Problem statement: Extract each line of the records below that contains the word "instance", and reproduce those lines in the order in which they appear.

Data provided:
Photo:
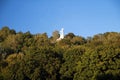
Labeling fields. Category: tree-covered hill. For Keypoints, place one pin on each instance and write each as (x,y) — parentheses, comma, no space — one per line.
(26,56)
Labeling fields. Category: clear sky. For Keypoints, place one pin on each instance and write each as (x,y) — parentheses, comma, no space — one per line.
---
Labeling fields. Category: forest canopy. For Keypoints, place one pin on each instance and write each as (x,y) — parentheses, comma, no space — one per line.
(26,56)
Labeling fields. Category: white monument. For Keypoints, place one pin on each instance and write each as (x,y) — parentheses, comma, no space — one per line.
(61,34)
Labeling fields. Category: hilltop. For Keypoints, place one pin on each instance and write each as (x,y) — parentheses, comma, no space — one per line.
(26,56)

The response:
Labeling fields. Category: tree-covered hill. For Keypoints, place one pin on each instance and write each as (x,y) — parentheses, comma, no space — one per line.
Labeling fields. Category: clear sky. For Keypoints, place one pin on each instance and write each as (x,y) — parentheses, comma, no space — one per line.
Labeling fields. Category: forest canopy. For Keypoints, place one pin on each instance and write each as (x,y) — parentheses, comma, no space — one per line.
Labeling fields. Category: white monument. For Keypoints, place one pin on each instance and write each as (x,y) — parentheses, comma, no space — one per line.
Labeling fields. Category: hilltop. For Keypoints, place one pin on each instance and write each as (x,y) — parentheses, comma, no space — one per line.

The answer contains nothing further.